----- FRAGMENTO PROPORCIONADO

Sin duda alguna, responder la pregunta que planteó el maestro Wolin requiere definir lo que se entiende por democracia. Para Wolin, la democracia debía estar dotada de una sustancia basada en el ideal propio de los antiguos respecto a que los ciudadanos libres y virtuosos acuden a la asamblea para dialogar de forma racional. Lo público tiene un sentido de primacía en razón de que nada sería más importante ni fundamental que el libre debate de ideas. Es decir, todo lo opuesto a lo que sucede en un rali de Donald Trump o en una manifestación de opositores a la Cicig.
De esta noción, particularmente de la parte que asume ciudadanos comprometidos y virtuosos (e informados), a quienes además les place el libre debate, resulta que las democracias contemporáneas poco tienen que ofrecer. Desprendidos entonces de este sentido antiguo de la democracia, otros teóricos simplemente llegarán a considerarla como un conjunto de procedimientos y formas.
Autores como Schumpeter comprendieron bastante bien lo anterior. En lugar de percibir la democracia como un ejercicio deliberativo de ciudadanos racionales que procuran aspirar a un bien común, la forma moderna de entender la democracia estipula ahora dos características: 1) la competencia abierta entre los partidos y 2) la circulación del poder. Incluso, hay que tener muy en cuenta que titanes del pensamiento político de la talla de Bobbio aceptaron una descripción procedimental o institucional de la democracia al inclinarse menos por una definición sustancial. Eso sí, Bobbio no deja de reconocer que la razón de ser de las reglas no solo se limita a definir quién toma las decisiones legítimas, sino que las mismas reglas deben —ante todo y sobre todo— facilitar la más amplia participación ciudadana [1]. Bobbio recalca precisamente que, dentro de las cuatro promesas incumplidas de la democracia, la última se refiere al claro secuestro de la participación libre en razón de la supervivencia de poderes invisibles, corporaciones o grupos de poder que falsean el resultado democrático.

----------
----- DATOS APORTADOS

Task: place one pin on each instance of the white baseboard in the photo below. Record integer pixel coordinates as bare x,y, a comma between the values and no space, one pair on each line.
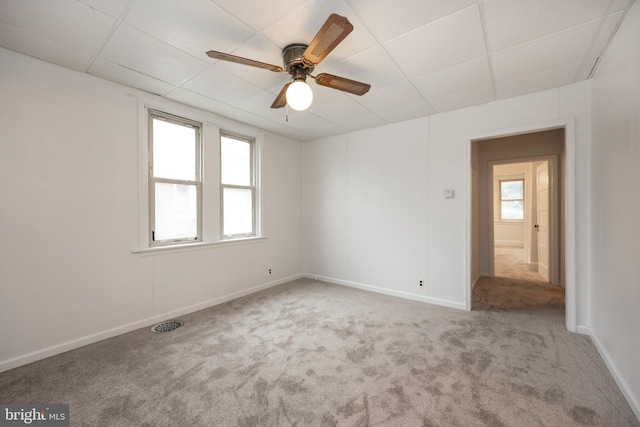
40,354
583,330
391,292
628,393
509,243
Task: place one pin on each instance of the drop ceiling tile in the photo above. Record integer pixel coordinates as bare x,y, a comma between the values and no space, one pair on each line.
197,100
303,23
390,97
585,69
113,8
222,86
456,79
373,66
537,82
609,26
389,19
451,40
43,48
67,22
116,73
142,53
258,14
260,49
619,5
344,111
546,53
306,121
366,122
510,23
260,105
407,112
195,27
462,100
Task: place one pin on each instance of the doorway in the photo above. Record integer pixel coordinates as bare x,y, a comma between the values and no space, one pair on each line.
525,218
555,141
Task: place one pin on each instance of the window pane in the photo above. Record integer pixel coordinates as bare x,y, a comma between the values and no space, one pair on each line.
174,151
175,211
512,210
238,209
512,190
235,160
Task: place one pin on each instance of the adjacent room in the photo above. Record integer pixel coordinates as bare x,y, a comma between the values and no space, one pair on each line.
323,213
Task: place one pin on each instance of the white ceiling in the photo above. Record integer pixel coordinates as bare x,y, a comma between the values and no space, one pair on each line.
420,56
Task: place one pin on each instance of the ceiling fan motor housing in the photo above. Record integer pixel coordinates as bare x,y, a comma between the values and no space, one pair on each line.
292,58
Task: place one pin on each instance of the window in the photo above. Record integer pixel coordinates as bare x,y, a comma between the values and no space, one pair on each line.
175,187
512,199
237,179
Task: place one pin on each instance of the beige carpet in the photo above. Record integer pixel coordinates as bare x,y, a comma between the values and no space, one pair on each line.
515,287
309,353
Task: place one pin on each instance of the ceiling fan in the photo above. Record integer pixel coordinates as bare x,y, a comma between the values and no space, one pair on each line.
300,60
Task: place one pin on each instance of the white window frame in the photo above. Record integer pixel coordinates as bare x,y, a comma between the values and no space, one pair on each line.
511,200
251,187
211,230
197,181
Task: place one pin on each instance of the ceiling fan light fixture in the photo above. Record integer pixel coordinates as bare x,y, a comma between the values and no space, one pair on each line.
299,95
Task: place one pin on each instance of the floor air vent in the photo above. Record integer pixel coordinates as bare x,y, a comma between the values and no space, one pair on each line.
167,326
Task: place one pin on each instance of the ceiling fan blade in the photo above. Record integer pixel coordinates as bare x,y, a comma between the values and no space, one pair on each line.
340,83
281,99
239,60
334,30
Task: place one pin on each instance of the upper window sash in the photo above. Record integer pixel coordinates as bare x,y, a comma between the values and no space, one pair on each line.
174,176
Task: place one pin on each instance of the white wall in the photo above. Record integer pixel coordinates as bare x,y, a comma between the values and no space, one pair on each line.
365,205
375,214
616,206
69,218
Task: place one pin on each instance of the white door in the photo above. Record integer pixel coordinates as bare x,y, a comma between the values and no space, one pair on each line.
542,185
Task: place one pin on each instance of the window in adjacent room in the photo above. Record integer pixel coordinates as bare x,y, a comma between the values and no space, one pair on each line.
238,191
512,200
175,186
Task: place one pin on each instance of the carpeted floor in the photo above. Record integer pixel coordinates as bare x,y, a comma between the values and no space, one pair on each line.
309,353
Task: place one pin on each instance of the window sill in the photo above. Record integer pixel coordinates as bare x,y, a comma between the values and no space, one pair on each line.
196,246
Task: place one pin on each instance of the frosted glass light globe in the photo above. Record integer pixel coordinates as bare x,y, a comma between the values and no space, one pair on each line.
299,95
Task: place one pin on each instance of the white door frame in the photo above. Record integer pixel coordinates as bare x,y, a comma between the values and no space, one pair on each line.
569,207
554,209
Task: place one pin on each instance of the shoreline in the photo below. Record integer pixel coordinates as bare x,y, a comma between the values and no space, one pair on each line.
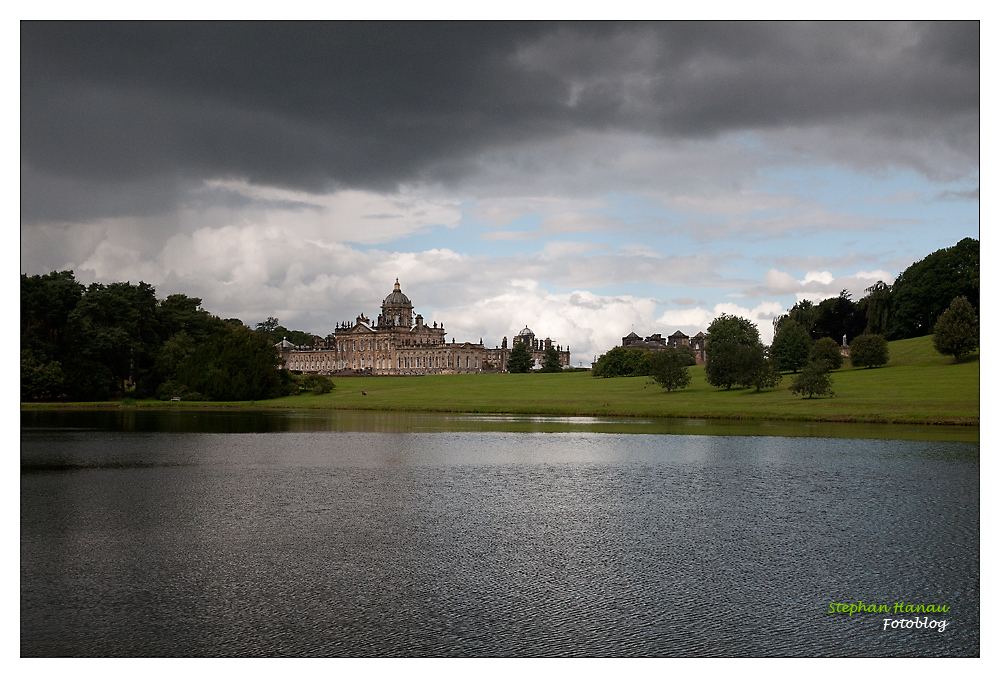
252,406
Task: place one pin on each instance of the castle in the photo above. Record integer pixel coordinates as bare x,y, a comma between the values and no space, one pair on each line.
655,342
400,344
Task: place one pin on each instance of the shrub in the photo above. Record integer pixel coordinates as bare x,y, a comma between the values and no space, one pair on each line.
827,351
623,362
791,345
869,350
813,381
957,330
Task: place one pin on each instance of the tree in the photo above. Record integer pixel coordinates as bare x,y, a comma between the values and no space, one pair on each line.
804,313
827,351
114,335
877,308
239,365
839,316
790,348
669,368
923,291
732,352
623,362
551,362
764,373
869,350
814,380
957,330
40,380
519,360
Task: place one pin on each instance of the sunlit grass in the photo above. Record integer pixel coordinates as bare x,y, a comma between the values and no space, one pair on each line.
918,386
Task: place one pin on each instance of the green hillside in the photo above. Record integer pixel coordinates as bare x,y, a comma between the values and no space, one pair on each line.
918,386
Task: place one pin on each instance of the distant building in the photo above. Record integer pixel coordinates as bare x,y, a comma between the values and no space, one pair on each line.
536,347
400,344
655,342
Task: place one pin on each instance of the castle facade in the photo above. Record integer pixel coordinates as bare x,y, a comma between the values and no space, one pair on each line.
400,344
655,342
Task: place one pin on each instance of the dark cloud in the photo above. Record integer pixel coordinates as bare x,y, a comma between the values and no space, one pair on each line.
113,115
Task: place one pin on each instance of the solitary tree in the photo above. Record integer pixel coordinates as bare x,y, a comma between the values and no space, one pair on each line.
790,348
623,362
732,352
869,350
669,368
551,362
764,373
519,360
814,380
827,351
957,330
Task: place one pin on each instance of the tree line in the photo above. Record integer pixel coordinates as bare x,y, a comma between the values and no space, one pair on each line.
102,342
938,294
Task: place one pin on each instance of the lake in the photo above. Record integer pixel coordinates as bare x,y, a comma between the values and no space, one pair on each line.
216,533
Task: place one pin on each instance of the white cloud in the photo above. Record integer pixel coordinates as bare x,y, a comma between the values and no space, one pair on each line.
817,285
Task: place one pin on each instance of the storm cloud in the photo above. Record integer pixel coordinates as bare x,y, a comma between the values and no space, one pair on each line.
581,178
114,115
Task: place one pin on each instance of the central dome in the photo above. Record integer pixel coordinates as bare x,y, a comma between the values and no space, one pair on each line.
396,297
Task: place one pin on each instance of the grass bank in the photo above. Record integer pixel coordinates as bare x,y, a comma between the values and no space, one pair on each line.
918,386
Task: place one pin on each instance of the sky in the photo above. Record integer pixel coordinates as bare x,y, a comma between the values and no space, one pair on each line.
585,180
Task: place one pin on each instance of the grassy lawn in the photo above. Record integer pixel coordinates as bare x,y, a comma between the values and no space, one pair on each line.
917,386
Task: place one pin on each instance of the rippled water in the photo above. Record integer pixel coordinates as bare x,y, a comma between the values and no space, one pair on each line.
491,543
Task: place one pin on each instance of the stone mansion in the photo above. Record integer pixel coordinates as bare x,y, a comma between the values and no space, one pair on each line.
399,344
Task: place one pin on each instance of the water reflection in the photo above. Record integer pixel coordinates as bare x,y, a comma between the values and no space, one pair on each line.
347,542
279,421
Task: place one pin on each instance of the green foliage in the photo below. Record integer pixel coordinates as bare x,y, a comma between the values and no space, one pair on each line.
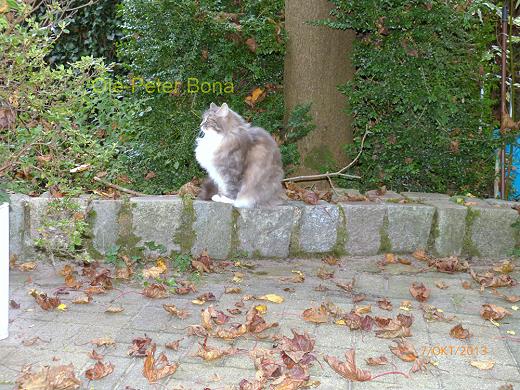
91,31
60,133
213,41
417,89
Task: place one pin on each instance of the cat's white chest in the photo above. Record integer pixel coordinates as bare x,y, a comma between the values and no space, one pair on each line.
205,152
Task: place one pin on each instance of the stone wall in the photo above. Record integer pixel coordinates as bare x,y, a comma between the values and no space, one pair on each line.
401,223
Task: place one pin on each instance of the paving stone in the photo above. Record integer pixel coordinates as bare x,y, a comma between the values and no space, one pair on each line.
491,233
319,228
265,232
449,229
409,226
213,228
364,221
105,226
157,219
424,196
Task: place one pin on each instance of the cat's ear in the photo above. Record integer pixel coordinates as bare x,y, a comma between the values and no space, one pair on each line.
224,110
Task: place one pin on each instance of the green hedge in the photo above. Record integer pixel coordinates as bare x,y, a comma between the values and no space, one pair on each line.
417,88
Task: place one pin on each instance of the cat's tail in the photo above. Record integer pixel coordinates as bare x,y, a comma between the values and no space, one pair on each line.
208,189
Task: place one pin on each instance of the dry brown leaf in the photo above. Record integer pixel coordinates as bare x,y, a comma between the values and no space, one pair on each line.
139,346
317,315
95,355
493,312
385,304
103,341
378,361
28,266
440,284
404,351
99,370
330,260
56,378
458,332
156,291
348,369
419,291
153,369
45,302
114,309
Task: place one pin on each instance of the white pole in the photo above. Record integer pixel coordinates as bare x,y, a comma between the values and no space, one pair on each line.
4,270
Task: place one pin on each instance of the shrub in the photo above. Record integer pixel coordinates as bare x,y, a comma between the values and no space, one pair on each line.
239,42
55,133
417,89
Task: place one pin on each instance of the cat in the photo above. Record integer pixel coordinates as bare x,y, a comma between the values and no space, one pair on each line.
243,162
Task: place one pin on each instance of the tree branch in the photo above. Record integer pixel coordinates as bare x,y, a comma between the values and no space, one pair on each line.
339,173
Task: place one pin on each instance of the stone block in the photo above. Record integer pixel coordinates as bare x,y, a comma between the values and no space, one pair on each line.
213,228
318,228
104,224
409,226
449,228
265,232
157,219
490,232
364,221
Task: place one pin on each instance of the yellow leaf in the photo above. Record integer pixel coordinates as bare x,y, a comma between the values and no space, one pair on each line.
261,309
483,364
271,298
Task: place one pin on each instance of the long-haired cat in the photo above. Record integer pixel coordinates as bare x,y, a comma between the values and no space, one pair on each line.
243,161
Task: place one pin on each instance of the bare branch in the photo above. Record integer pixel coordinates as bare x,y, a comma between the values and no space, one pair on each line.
339,173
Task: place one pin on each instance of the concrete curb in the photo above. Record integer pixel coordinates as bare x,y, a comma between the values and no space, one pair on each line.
172,225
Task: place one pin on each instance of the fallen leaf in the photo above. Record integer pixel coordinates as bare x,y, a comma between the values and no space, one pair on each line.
114,309
156,291
58,378
483,364
99,370
440,284
317,315
385,304
459,332
45,302
419,291
271,298
85,299
95,355
28,266
493,312
378,361
153,369
174,311
348,369
103,341
139,346
404,351
173,345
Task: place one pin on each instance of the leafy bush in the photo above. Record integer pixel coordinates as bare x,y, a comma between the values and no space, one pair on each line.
91,31
55,133
239,42
417,89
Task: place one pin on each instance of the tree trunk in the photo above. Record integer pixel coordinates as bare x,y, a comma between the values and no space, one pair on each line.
317,61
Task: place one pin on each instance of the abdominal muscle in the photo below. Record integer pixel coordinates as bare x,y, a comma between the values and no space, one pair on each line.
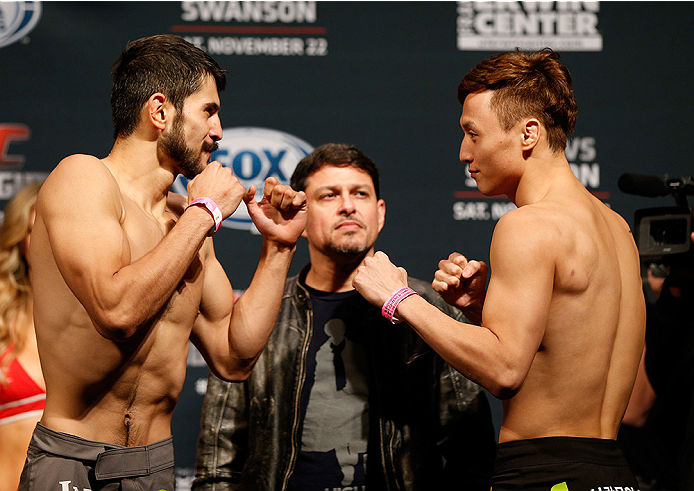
118,393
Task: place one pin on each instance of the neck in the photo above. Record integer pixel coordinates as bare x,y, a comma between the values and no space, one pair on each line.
333,274
141,174
539,176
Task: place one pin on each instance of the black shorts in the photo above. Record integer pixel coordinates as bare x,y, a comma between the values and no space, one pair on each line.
562,464
60,461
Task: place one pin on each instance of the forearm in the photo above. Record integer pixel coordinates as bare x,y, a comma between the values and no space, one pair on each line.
255,313
475,351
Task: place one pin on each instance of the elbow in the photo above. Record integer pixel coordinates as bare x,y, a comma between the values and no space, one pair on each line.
116,325
506,384
237,372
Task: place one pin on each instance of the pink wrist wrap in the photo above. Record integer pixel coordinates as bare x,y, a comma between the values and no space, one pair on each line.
212,207
391,305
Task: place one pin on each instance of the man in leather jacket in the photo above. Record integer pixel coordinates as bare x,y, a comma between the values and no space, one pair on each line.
341,398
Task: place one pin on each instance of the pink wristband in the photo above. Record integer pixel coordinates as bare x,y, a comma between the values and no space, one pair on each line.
391,305
212,207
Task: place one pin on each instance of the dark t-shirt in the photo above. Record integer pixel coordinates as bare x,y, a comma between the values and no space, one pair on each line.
334,428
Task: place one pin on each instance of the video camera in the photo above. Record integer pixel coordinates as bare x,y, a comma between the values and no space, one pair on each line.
662,234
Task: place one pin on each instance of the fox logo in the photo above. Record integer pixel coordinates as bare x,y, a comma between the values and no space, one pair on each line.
10,133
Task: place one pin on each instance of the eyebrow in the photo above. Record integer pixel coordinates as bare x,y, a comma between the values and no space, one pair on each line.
351,187
469,125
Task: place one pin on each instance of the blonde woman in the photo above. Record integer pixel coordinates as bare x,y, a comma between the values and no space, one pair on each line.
22,389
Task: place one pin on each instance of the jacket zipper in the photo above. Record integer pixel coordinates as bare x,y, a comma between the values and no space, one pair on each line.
297,399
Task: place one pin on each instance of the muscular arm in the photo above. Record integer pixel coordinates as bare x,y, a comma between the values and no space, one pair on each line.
94,255
498,354
231,337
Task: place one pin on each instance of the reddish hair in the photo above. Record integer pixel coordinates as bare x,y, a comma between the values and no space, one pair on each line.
534,84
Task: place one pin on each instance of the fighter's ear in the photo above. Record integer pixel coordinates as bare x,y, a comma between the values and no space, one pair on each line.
532,130
157,110
381,214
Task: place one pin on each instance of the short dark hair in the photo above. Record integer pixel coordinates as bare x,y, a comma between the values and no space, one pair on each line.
164,63
527,84
337,155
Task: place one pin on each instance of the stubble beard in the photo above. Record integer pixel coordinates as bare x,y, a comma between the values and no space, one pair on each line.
349,246
188,159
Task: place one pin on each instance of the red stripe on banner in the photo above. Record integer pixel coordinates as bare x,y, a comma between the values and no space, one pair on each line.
478,195
249,30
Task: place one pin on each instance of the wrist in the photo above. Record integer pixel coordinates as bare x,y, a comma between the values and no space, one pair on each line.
211,207
391,304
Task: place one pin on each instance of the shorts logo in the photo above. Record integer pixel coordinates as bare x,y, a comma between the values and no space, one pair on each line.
17,19
254,154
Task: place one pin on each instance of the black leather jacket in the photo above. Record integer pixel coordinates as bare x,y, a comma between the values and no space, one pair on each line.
431,428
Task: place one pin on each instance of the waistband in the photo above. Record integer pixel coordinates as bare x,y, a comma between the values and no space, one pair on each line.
112,461
558,450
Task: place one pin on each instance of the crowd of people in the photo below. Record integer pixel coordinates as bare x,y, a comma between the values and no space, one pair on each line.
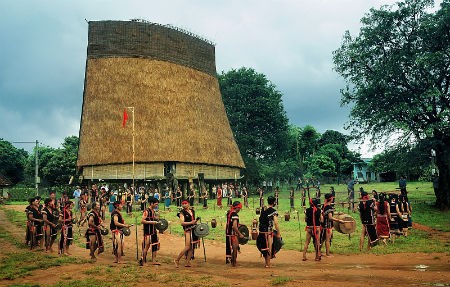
383,217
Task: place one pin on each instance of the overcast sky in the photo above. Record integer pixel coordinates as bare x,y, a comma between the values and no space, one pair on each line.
43,54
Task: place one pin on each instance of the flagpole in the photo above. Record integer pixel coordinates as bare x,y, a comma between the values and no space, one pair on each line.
132,115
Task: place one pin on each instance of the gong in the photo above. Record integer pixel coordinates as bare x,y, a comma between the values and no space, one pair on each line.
162,225
126,231
201,230
104,231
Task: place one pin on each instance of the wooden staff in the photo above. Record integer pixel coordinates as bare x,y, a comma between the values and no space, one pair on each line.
137,246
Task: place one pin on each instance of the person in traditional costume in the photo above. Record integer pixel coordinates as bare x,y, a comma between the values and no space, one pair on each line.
205,197
93,233
245,196
36,223
291,198
65,218
104,198
313,218
304,197
83,201
268,230
129,201
367,209
167,198
395,216
383,217
219,196
178,196
327,224
29,223
232,232
191,241
404,209
261,198
277,195
50,222
151,240
117,224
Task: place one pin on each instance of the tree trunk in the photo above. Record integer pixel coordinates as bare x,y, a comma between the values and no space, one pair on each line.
443,165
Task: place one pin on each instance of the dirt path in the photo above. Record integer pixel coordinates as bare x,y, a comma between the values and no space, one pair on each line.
407,269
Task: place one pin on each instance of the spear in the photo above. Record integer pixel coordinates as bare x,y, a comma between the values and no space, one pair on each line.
137,246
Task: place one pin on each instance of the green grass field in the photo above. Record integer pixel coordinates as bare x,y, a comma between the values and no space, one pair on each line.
420,194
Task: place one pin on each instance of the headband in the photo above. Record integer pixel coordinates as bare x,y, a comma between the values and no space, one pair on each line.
238,206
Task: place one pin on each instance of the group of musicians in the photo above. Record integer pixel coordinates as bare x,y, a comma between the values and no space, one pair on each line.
44,221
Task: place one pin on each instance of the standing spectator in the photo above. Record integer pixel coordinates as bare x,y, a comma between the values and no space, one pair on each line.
351,194
291,198
402,185
383,218
367,210
219,196
76,196
436,184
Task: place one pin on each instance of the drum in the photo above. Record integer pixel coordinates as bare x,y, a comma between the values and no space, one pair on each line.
126,231
244,230
162,225
277,242
254,234
201,230
348,227
104,231
287,216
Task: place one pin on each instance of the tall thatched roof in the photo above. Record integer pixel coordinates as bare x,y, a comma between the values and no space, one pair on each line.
179,115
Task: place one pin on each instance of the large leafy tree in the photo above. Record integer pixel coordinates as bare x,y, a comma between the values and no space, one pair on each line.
12,161
398,75
257,116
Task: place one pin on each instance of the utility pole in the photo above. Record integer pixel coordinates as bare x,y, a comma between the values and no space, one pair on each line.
37,180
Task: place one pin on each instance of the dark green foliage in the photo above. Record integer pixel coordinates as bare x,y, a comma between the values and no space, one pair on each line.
398,75
257,117
56,165
12,161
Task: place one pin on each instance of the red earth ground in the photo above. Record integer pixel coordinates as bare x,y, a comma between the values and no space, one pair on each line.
366,269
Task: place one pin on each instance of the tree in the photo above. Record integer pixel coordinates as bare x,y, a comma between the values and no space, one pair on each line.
12,161
56,166
398,75
256,114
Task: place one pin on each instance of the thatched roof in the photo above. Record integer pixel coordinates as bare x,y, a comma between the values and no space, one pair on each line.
179,115
169,78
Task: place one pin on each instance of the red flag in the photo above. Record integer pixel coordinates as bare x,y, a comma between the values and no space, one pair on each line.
125,117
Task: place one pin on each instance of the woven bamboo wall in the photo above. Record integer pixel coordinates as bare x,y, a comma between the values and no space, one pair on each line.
169,78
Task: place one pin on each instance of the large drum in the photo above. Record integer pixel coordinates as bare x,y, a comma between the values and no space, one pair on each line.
213,223
348,227
162,225
201,230
244,230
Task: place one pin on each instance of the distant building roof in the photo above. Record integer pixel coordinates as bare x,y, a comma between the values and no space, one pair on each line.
4,181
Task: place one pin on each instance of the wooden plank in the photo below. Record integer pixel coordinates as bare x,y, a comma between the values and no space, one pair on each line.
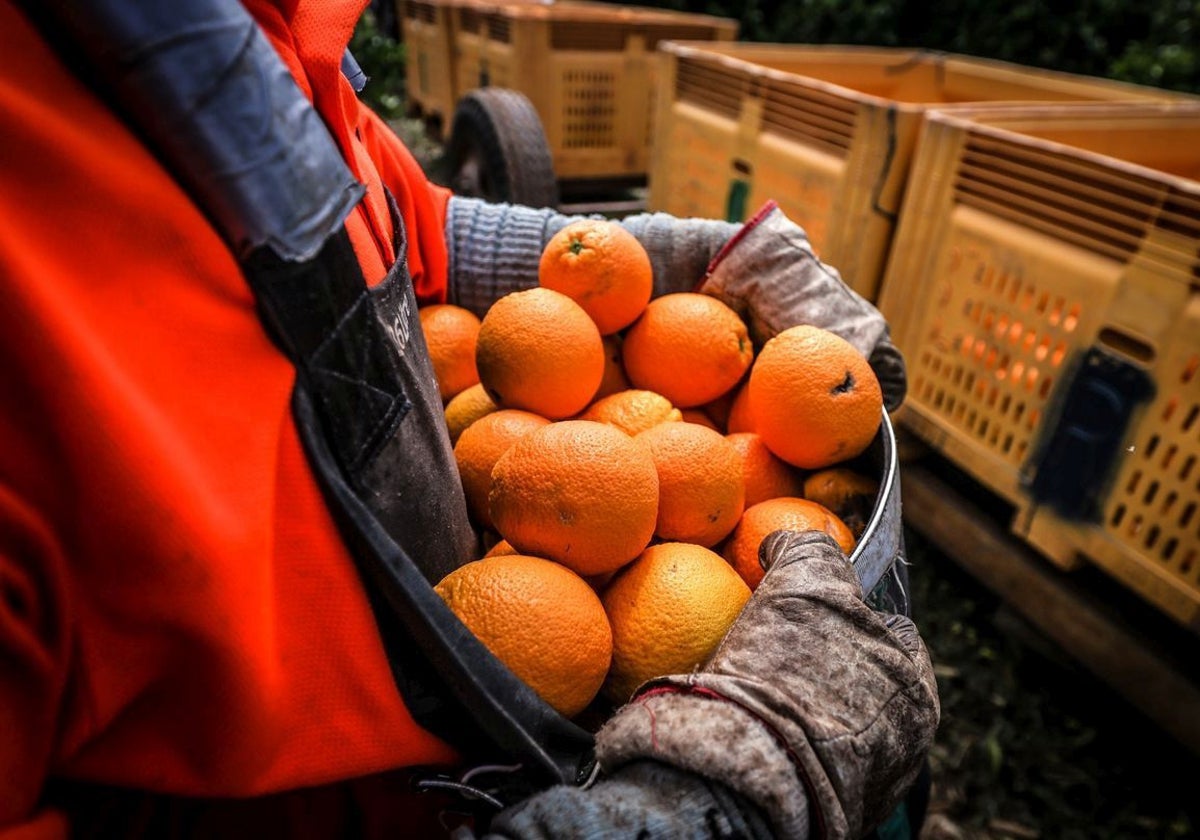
1139,667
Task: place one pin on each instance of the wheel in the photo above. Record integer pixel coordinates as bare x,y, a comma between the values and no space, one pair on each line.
498,151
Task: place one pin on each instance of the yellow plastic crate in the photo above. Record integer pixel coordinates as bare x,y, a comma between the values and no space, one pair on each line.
828,132
1038,250
588,69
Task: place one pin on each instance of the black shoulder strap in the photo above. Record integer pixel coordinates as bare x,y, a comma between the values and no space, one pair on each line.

----------

# TAREAS:
(A) Según el fragmento sobre la democracia, ¿por qué lo público tiene primacía en la concepción de Wolin? Responda en una a tres oraciones.
(B) Transcriba del fragmento sobre la democracia el pasaje que empieza con "De esta noción, particularmente" y sigue hasta "procedimientos y formas.".
Los registros provienen de una fuente distinta del fragmento.

# RESPUESTAS DEL EJERCICIO:
(A) En la concepción de Wolin, lo público tiene primacía porque nada sería más importante ni fundamental que el libre debate de ideas. Esto se basa en el ideal de los antiguos de que los ciudadanos libres y virtuosos acuden a la asamblea para dialogar de forma racional.

(B)
De esta noción, particularmente de la parte que asume ciudadanos comprometidos y virtuosos (e informados), a quienes además les place el libre debate, resulta que las democracias contemporáneas poco tienen que ofrecer. Desprendidos entonces de este sentido antiguo de la democracia, otros teóricos simplemente llegarán a considerarla como un conjunto de procedimientos y formas.